_Records provided_:
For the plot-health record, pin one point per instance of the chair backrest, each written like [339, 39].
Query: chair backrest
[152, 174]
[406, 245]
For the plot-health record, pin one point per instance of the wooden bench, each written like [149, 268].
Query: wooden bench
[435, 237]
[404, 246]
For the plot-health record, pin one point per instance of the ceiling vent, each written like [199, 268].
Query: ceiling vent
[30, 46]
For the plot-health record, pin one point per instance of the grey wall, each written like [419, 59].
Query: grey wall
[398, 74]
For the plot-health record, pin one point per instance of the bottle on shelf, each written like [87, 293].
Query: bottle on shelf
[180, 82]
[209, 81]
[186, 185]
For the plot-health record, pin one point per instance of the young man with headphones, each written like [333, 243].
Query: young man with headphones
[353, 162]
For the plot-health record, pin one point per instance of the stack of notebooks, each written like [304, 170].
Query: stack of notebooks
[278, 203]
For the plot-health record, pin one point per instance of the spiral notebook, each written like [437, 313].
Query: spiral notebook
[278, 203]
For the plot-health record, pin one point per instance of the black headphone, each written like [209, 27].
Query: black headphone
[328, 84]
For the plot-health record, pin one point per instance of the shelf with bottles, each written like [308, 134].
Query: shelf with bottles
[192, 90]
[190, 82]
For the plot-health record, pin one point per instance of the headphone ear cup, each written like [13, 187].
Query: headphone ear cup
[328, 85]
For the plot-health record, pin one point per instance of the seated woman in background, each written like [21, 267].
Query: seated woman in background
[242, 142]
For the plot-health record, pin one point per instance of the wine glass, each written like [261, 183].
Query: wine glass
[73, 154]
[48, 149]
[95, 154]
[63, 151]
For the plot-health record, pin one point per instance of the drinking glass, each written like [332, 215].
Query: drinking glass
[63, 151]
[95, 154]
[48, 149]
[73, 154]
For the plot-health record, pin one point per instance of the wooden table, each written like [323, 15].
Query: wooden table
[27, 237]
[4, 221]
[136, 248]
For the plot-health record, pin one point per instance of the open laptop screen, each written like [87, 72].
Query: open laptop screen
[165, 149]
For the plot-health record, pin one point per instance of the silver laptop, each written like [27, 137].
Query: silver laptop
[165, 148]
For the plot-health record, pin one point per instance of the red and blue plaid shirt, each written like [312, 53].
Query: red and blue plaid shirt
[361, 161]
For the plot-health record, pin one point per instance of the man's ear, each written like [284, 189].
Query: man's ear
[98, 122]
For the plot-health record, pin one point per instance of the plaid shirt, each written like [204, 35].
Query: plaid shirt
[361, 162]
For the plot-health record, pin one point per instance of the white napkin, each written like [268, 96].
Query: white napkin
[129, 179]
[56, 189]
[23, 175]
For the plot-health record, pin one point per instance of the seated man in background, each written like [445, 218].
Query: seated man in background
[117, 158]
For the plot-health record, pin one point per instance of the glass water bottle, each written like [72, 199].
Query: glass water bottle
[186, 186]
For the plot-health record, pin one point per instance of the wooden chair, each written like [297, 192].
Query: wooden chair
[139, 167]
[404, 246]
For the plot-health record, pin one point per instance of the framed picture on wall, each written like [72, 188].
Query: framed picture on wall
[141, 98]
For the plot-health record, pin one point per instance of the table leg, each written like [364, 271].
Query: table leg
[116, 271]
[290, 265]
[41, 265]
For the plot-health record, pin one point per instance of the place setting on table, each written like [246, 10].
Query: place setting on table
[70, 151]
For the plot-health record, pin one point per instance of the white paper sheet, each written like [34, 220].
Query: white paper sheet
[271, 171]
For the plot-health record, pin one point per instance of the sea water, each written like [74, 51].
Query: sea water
...
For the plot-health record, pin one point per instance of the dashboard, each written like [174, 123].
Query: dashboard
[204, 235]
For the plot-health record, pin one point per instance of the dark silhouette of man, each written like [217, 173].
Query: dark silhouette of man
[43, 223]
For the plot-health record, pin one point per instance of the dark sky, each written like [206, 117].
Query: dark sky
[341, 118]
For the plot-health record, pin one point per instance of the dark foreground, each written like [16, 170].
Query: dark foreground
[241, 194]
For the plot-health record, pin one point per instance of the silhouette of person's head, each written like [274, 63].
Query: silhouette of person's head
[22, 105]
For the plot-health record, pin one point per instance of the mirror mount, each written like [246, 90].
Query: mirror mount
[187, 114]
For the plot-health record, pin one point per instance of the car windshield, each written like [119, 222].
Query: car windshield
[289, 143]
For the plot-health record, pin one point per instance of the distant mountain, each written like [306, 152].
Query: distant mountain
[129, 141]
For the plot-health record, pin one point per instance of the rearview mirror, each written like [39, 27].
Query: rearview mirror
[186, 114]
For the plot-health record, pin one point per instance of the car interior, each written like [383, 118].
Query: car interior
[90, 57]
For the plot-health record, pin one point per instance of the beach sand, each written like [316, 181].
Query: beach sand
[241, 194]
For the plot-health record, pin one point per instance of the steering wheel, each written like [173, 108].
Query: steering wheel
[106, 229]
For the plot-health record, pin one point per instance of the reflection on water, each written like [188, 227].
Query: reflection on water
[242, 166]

_Your objective_:
Please switch "white napkin" to "paper napkin" in the material, starting at the line containing "like [284, 189]." and ending at the line containing "Query: sea water", and give those lines again with nothing else changed.

_Exercise answer_:
For the plot-health record, pin one point per instance of the man's ear, each written like [284, 189].
Query: man's ear
[98, 122]
For the plot-health record, pin one point per instance of the plaid shirt, each written like [204, 35].
Query: plaid shirt
[361, 162]
For the plot-health record, pin one point per instance of the paper napkin, each written like [268, 96].
Query: paper napkin
[129, 179]
[56, 189]
[23, 175]
For the plot-health record, pin one point per instance of the seated man in background, each written like [445, 218].
Query: seated man in background
[117, 158]
For the plot-health record, pin one point per instance of the glass water bottle, each written like [72, 199].
Query: glass water bottle
[186, 186]
For the plot-health record, pin one point per instance of the wooden chair, each written like [297, 192].
Query: wooden chair
[139, 167]
[404, 246]
For the plot-health record, pin one point per instance of the framed picture on wall, each written like [72, 188].
Query: framed picture on wall
[141, 98]
For the plot-health record, pin one point per instance of the table leg, each written like [364, 271].
Query: table leg
[116, 271]
[290, 265]
[41, 265]
For the plot-health record, pin one point per instance of the place setting on table, each written like [246, 10].
Query: place setting on table
[70, 151]
For the plot-health record, pin one point per instance of the white paper sheet, each written like [34, 220].
Query: white paper sheet
[271, 171]
For the plot-health record, pin one point per instance of the sea water, each written like [74, 51].
Query: sea water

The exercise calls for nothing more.